* begin Extract *
No. Let nobody permit himself illusions in our regard. It is just because we know how ridiculously small is the number of our enemies that we, as the sole mandatories of the German people, shall suppress those enemies the moment they dare even to give any sign of their activities. The strong protection which is afforded them by their friends abroad does not disconcert us. It only confirms us in our determination.

What the German people may expect from these elements is made strikingly clear by the fervent hopes wLich their activities raise among all the international forces arrayed against Germany, When such activities are observed they are acclaimed and encouraged. Our bitterest enemies send them their warmest greetings. It indicates how grossly 'the mentality of the German nation is misunderstood when people believe, both on the one side and on the other, that such an alliance could disturb the foundations of a State whose leaders have placed the national honour in the foreground as the guiding ideal of all their conduct. Indeed the greatest recommendation which the National Socialist Movement enjoys is that it does not depend for support on this international protection.

In considering those domestic elements today I should like to analyse their motives and their methods of action for you and through you for the whole nation. In the struggle which we waged for fifteen years to acquire political power in Germany we came to know three leading classes of opponents who were artificers of German disintegration. Each group is conditioned by the other and all alike must be held responsible for the German debacle. They are:—

1. Jewish Marxism and the parliamentary democracy associated with it.
* end Extract *
* begin Data *
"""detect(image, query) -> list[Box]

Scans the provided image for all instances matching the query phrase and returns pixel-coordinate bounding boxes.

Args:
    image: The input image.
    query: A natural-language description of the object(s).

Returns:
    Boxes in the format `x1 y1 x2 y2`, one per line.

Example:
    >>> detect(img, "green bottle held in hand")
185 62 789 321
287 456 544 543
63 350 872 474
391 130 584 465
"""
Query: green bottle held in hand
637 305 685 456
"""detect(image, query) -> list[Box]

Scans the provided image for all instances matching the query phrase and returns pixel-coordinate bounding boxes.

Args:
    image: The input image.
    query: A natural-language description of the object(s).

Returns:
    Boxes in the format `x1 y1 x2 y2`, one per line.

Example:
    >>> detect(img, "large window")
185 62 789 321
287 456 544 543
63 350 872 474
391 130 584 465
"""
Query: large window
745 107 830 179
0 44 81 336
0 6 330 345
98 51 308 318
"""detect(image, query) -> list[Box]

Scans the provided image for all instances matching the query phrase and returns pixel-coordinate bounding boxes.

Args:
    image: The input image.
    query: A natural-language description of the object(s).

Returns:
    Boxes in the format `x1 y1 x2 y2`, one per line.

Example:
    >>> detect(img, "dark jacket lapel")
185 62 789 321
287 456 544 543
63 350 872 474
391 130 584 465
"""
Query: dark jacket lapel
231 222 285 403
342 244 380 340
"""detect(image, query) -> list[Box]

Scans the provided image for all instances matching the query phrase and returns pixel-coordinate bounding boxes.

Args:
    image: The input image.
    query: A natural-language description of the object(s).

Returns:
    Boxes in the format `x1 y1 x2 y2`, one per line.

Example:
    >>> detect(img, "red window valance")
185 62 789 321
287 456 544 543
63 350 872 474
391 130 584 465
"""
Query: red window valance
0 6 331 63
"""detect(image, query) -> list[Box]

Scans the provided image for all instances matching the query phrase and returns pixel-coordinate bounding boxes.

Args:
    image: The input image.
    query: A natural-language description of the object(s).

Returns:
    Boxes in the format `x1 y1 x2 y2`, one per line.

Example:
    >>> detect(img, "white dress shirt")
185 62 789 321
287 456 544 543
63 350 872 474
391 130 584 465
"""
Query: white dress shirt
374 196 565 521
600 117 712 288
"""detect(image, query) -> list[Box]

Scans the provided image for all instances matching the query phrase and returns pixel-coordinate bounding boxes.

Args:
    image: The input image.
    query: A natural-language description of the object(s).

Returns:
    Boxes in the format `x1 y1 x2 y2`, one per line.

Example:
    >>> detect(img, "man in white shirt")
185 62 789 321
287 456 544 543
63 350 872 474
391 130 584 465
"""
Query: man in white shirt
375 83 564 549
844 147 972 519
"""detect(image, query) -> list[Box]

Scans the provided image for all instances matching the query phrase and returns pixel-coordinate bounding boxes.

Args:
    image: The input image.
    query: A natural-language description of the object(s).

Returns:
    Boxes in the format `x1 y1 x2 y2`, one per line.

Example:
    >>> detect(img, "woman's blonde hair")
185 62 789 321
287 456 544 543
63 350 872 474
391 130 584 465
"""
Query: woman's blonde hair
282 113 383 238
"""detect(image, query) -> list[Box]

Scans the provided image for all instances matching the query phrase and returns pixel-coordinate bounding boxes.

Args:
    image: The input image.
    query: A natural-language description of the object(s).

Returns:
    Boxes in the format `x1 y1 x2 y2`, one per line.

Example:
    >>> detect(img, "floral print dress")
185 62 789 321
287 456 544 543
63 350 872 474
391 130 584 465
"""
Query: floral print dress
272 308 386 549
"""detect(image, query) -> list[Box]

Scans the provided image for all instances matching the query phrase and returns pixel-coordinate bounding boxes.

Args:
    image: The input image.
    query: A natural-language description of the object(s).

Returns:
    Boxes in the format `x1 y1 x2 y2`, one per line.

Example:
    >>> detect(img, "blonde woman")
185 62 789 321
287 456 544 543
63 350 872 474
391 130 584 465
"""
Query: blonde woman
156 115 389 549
* end Data *
Stated goal 1: Please reproduce the stretch of the passage from "No. Let nobody" through "in our determination.".
Stated goal 2: Render this sentence from the passage in French: "Our bitterest enemies send them their warmest greetings."

Expected answer 1:
No. Let nobody permit himself illusions in our regard. It is just because we know how ridiculously small is the number of our enemies that we, as the sole mandatories of the German people, shall suppress those enemies the moment they dare even to give any sign of their activities. The strong protection which is afforded them by their friends abroad does not disconcert us. It only confirms us in our determination.

Expected answer 2: Nos ennemis les plus acharnés leur adressent leurs salutations les plus chaleureuses.